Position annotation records
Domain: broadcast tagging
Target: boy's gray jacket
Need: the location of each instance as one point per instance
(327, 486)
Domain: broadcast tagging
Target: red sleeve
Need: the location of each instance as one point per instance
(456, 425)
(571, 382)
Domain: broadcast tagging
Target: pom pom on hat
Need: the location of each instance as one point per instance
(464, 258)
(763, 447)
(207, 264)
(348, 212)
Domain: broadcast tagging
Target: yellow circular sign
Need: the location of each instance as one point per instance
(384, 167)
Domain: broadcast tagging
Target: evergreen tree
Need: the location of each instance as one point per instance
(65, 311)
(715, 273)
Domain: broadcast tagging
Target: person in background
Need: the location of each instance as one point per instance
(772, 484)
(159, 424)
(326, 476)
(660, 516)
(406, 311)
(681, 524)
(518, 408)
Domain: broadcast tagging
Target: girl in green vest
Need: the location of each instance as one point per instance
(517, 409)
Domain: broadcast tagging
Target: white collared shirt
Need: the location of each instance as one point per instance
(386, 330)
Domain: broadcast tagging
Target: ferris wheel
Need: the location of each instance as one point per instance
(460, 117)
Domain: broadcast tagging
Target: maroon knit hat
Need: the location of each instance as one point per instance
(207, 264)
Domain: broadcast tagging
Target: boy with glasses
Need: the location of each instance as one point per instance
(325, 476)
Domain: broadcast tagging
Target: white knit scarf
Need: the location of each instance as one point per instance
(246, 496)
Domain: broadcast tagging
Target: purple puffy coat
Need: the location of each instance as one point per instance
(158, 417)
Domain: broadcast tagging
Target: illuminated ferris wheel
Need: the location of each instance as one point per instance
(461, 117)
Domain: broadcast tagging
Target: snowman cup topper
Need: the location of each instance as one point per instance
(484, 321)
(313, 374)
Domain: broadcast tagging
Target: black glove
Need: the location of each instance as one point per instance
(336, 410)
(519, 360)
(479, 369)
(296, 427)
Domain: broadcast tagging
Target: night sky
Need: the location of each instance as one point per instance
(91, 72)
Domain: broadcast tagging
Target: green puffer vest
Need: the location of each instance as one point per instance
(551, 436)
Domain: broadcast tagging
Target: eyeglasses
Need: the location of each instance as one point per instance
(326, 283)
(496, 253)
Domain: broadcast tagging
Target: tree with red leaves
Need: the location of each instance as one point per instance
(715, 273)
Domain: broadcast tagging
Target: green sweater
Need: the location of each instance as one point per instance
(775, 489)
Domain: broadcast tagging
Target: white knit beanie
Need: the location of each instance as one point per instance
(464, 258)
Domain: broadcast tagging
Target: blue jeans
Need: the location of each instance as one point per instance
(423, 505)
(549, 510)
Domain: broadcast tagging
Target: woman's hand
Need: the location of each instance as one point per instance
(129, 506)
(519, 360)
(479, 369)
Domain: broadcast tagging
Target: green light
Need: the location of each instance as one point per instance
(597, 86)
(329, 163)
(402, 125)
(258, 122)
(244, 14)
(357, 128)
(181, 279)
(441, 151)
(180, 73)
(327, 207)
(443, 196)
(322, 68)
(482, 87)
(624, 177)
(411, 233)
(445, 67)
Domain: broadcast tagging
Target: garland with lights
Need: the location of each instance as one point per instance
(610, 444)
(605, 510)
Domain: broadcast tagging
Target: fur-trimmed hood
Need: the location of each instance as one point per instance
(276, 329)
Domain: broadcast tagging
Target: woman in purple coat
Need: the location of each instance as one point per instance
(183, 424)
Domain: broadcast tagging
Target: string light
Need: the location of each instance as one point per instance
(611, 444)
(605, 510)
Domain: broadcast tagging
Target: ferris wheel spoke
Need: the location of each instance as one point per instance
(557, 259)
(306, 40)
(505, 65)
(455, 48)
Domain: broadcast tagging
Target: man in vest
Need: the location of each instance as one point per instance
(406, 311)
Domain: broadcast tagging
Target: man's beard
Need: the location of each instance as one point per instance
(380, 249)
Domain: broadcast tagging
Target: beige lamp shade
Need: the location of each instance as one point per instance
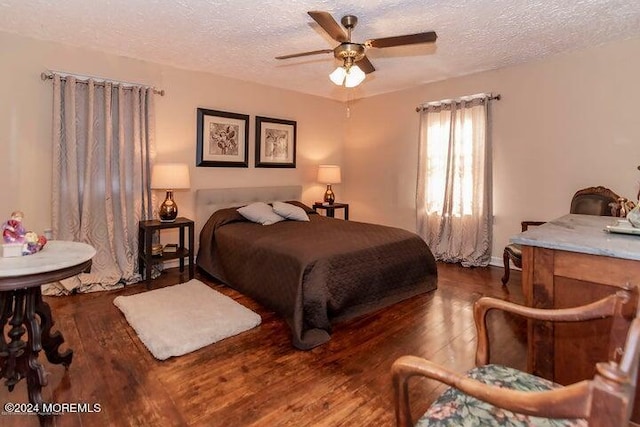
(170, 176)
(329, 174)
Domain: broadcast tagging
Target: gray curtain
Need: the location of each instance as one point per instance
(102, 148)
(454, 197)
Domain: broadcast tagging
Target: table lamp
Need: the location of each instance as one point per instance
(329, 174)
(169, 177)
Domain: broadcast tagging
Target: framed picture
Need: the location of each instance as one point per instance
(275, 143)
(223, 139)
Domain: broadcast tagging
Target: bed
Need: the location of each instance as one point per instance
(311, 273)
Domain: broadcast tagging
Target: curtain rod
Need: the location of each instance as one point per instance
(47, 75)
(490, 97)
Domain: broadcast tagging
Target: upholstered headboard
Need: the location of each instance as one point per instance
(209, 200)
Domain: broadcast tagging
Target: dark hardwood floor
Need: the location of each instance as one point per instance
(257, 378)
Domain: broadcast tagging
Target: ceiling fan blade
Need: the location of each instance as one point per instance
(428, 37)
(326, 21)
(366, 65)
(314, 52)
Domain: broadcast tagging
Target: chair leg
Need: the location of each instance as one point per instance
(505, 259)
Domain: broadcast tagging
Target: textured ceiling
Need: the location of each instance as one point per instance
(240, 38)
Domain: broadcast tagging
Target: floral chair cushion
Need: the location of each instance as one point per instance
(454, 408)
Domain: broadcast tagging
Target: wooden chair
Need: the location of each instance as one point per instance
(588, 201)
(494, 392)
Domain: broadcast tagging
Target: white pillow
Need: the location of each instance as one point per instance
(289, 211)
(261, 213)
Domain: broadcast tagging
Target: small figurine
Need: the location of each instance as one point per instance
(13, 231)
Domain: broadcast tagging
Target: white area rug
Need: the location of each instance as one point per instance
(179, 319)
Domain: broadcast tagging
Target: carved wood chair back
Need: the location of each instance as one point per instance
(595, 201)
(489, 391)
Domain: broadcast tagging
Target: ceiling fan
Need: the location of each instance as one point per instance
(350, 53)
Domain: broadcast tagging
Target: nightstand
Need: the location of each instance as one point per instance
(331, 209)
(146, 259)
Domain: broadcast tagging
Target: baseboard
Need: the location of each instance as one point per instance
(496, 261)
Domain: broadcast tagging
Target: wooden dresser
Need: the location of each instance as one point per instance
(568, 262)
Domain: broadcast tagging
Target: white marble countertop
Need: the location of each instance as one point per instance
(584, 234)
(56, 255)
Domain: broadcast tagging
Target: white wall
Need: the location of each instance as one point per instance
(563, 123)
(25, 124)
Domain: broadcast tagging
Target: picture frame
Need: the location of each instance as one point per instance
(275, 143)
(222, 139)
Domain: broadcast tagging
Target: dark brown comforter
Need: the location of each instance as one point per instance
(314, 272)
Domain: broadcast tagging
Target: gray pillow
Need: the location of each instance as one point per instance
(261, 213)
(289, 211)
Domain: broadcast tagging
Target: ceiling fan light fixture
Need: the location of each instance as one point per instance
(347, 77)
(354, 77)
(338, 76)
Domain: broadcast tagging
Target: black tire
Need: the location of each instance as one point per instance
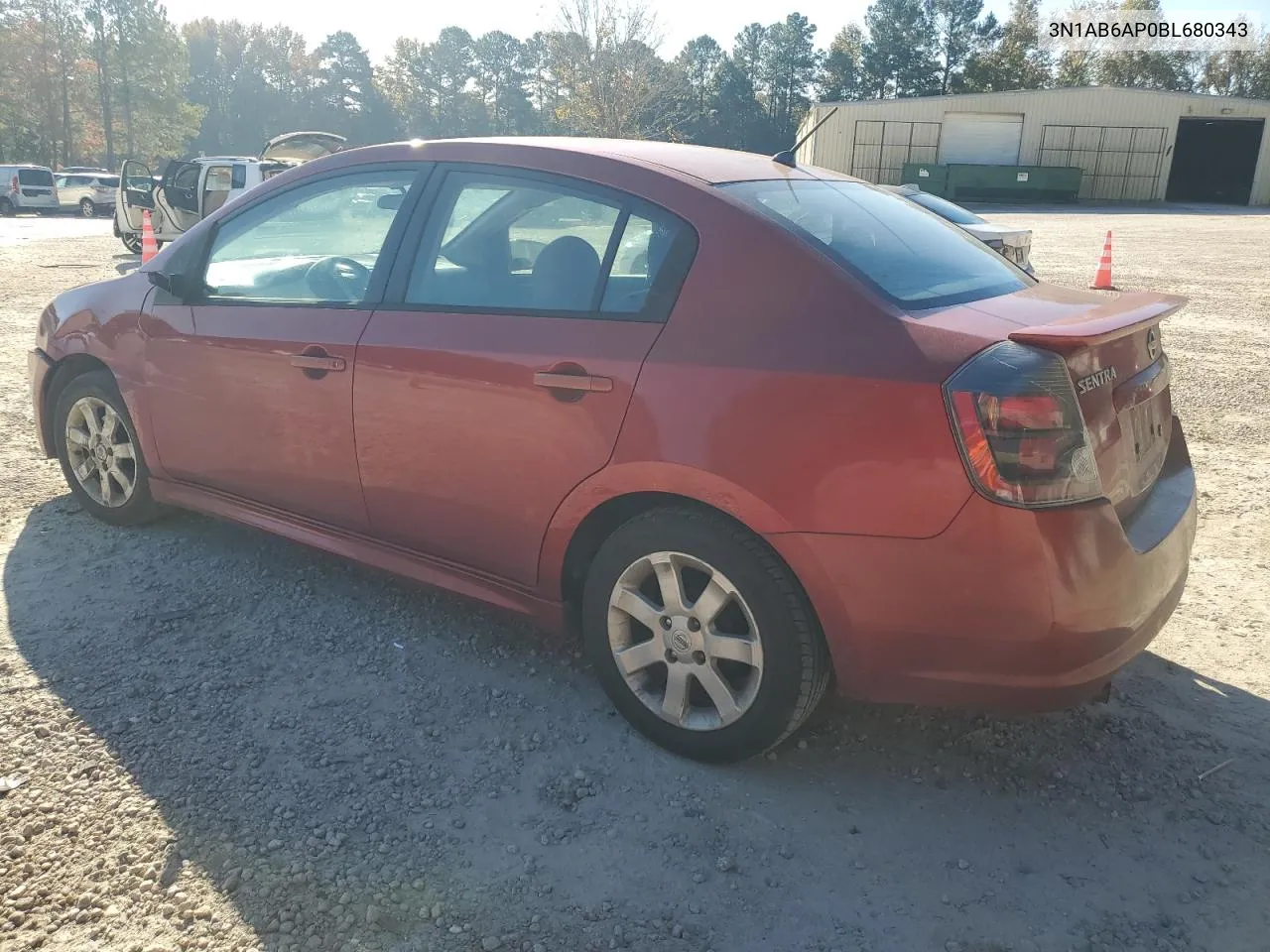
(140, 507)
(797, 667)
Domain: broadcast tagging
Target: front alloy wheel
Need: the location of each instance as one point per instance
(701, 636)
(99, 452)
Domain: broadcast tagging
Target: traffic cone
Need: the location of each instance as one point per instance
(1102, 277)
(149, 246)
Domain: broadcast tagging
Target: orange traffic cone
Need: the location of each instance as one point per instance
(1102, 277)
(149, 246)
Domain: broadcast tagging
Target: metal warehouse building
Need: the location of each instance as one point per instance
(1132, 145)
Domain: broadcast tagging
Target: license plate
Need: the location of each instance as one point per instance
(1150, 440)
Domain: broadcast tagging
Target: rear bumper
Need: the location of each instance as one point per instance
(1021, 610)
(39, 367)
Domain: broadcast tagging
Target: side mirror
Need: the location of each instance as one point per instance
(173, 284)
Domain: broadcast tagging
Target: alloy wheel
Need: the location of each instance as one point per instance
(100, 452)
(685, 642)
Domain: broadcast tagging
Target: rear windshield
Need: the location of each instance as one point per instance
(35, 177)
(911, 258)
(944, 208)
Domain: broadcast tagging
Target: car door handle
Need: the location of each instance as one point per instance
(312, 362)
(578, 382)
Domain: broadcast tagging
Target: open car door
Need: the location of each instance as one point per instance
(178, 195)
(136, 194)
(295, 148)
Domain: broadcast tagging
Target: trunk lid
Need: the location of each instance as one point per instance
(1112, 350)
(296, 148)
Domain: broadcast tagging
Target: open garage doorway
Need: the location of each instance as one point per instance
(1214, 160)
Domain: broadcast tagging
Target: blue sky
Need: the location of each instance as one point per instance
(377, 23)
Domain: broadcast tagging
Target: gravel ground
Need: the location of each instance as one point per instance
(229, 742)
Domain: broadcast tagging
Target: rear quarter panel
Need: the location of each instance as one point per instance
---
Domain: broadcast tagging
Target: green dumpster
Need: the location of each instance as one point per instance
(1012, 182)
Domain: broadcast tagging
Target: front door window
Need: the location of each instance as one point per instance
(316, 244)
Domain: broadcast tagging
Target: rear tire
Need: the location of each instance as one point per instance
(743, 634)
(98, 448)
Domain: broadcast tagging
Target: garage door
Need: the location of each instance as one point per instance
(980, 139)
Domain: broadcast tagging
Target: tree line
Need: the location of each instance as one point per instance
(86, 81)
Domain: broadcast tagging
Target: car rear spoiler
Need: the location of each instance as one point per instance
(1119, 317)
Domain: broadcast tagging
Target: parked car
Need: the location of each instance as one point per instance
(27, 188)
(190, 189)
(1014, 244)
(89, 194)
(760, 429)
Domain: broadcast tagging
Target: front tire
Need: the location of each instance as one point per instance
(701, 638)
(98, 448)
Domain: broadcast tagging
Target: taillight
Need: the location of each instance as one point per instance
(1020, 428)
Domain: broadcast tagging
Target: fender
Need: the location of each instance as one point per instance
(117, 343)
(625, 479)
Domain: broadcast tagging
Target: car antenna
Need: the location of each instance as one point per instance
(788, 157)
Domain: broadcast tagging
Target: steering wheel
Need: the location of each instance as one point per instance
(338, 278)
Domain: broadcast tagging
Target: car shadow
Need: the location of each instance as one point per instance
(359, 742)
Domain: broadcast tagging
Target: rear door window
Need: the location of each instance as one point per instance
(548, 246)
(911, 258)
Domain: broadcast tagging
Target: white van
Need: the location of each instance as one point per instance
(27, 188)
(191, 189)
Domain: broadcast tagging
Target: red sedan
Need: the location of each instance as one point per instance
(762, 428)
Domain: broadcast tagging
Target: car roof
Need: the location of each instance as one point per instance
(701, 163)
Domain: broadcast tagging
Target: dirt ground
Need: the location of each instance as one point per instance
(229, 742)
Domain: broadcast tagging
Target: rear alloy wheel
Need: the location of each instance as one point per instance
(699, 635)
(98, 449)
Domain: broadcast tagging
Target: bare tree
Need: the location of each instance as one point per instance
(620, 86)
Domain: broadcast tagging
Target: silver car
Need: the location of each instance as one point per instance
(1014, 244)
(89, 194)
==
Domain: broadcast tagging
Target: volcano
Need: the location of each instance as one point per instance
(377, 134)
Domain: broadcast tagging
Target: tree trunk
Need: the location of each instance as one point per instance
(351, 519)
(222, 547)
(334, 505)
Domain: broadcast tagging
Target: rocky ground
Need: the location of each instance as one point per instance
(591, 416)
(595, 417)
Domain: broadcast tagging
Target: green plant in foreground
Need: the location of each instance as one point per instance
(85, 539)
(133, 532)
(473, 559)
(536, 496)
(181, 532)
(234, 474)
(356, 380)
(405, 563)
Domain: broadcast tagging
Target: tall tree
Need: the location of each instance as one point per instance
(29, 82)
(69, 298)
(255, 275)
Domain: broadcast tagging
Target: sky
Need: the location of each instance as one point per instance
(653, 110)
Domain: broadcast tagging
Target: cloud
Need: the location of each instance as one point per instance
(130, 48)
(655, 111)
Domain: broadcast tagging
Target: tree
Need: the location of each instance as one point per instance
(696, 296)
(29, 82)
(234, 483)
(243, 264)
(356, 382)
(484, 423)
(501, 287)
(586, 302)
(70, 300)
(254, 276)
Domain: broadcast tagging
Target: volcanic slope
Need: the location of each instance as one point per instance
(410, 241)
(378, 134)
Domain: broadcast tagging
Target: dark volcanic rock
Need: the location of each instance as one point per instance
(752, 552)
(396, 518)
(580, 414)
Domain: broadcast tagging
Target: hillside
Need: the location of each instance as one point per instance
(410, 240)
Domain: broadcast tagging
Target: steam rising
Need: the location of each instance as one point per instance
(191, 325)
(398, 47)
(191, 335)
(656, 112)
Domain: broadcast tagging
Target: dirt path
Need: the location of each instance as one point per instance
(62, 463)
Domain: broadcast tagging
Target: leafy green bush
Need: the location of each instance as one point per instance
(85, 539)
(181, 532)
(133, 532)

• **Short problem**: Locate every line in the data above that contains the string "knit", and copy each such line in full.

• **Exercise response**:
Target: maroon knit hat
Target: white knit scarf
Target: white knit beanie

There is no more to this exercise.